測定の原理は、U-238から放出される自発性核分裂中性子と、U-234(α,n)反応により生成する中性子を熱中性子化して測定するものです。特に、低原子番号元素のなかでもフッ素は特異的に中性子発生量が多いことが知られていますが、製錬転換施設はその化学プロセスに起因して発生するウラン廃棄物に付着するウランの化学形のほとんどがフッ化物であるため、この測定手法によれば多くの計数が得られ最適な方法といえます。更に中性子は高原子番号の物質に対しても高い透過率が得られるため、ウラン廃棄物の多数を占める鉄材に対しても高感度の測定が可能で、γ線測定法に比べ多くの利点を持っています。
また、中性子発生率はウラン濃縮度により異なるため、γ線エネルギースペクトルによりウラン濃縮度を求め、補正することとしています。
模擬廃棄物と標準ウラン粉末線源を用いたモックアップ試験により、NaFペレット・アルミナペレット・鉄材等のマトリックス・ウラン濃縮度ごとの較正定数(ウラン質量に対する中性子計数値)を求めました。今後更に 対象物を広げて、適用範囲を拡大していく予定です。モックアップ試験の結果、NWASの検出限界値はマトリックスにより変動しますが約10〜20 gUと評価され、計量管理で要求されるレベルの実用には十分耐えるものです。

データ抜粋:
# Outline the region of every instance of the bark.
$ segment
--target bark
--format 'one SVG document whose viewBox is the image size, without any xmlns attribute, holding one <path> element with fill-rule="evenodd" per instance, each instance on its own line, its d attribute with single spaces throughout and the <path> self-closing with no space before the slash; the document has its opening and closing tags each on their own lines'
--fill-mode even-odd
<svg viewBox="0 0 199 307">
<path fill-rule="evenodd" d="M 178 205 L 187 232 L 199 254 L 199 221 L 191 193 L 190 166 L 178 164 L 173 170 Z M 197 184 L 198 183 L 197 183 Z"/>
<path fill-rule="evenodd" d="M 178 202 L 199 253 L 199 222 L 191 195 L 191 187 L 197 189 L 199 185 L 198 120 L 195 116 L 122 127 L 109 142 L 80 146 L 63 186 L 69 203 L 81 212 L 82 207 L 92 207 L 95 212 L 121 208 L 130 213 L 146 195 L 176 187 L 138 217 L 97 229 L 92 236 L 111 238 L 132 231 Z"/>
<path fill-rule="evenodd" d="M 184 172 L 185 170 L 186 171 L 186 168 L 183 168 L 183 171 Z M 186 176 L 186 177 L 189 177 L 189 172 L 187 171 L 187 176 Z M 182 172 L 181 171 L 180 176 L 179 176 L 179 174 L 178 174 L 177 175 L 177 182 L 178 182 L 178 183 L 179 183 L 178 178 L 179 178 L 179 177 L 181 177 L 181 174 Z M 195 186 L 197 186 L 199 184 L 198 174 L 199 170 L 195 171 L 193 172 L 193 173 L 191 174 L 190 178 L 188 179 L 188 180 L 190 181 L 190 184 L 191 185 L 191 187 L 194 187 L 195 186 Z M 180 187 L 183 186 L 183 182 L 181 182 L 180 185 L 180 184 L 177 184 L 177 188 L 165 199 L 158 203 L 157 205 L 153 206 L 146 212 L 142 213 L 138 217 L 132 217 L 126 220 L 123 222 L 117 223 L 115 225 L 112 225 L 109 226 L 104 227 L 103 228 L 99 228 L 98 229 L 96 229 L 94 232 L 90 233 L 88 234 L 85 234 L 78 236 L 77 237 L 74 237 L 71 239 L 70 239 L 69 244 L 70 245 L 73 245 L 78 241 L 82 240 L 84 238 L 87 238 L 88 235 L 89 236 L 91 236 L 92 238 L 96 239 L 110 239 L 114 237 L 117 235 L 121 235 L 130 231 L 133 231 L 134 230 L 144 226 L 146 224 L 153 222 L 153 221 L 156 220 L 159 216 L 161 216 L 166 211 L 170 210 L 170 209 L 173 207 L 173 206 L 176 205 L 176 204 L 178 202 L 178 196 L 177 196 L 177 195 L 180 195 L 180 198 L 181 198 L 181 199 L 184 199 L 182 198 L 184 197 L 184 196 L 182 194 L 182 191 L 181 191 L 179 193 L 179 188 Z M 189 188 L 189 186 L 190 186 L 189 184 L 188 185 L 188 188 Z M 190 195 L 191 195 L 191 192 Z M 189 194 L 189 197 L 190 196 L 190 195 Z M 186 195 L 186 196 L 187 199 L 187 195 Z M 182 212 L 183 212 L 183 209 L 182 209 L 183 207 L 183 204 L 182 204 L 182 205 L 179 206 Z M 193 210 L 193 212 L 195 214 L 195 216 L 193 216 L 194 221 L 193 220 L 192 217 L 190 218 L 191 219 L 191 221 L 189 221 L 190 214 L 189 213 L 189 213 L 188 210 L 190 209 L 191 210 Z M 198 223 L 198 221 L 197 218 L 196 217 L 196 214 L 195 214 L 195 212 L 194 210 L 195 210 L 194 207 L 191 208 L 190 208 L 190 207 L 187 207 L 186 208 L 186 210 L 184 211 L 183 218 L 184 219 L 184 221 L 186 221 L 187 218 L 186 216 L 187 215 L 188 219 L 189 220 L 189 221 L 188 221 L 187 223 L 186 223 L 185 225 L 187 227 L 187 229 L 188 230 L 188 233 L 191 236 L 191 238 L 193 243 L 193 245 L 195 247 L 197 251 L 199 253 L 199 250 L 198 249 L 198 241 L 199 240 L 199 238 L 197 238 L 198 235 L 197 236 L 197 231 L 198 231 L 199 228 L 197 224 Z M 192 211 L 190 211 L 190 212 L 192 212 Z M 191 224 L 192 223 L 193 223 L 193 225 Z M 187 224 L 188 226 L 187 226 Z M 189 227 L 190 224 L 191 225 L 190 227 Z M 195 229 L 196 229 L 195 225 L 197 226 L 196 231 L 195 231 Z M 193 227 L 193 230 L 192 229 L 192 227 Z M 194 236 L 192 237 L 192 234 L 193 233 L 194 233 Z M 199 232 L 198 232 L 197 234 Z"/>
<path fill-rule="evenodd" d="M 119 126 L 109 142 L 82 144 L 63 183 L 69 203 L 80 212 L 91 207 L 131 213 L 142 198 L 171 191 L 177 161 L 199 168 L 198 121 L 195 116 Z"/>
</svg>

作業指示:
1: 中性子測定に関する本文について、次の問いに答えてください。
(a) 製錬転換施設のウラン廃棄物に付着するウランの化学形は、ほとんどが何ですか。
(b) ウラン濃縮度は何によって求めますか。
(c) モックアップ試験の結果、NWASの検出限界値はどの程度と評価されましたか。
2: 中性子測定に関する本文のうち、「模擬廃棄物と標準ウラン粉末線源を用いた」で始まる段落を、主な事実を残したまま箇条書きにまとめ直してください。
3: 中性子測定に関する本文を、最後の文の後から書き継いでください。

解答:
1:
(a) フッ化物
(b) γ線エネルギースペクトル
(c) 約10〜20 gU(マトリックスにより変動)

2:
- 模擬廃棄物と標準ウラン粉末線源を用いたモックアップ試験で、NaFペレット・アルミナペレット・鉄材等のマトリックスとウラン濃縮度ごとに較正定数(ウラン質量に対する中性子計数値)を求めた。
- NWASの検出限界値はマトリックスにより変動するが、約10〜20 gUと評価された。
- この値は計量管理で要求されるレベルの実用に十分耐える。
- 今後は対象物を広げ、適用範囲を拡大する予定である。

3:
製錬転換施設では本格的な解体が進んでおり、多数のウラン廃棄物ドラム缶が蓄積しています。現在、NaFペレット・アルミナペレット等の操業廃棄物、鉄材等の解体廃棄物の実ウラン廃棄物の測定に着手し、成功を収めているところです。
NWASの活躍の場は、核燃料物質の計量管理への適用、施設由来のウラン廃棄物ドラム缶の定量を予定していますが、更に精度向上を実現した上で適用範囲の拡大を目指していきます。
本研究は、米国ロスアラモス国立研究所(LANL)との共同研究の成果です。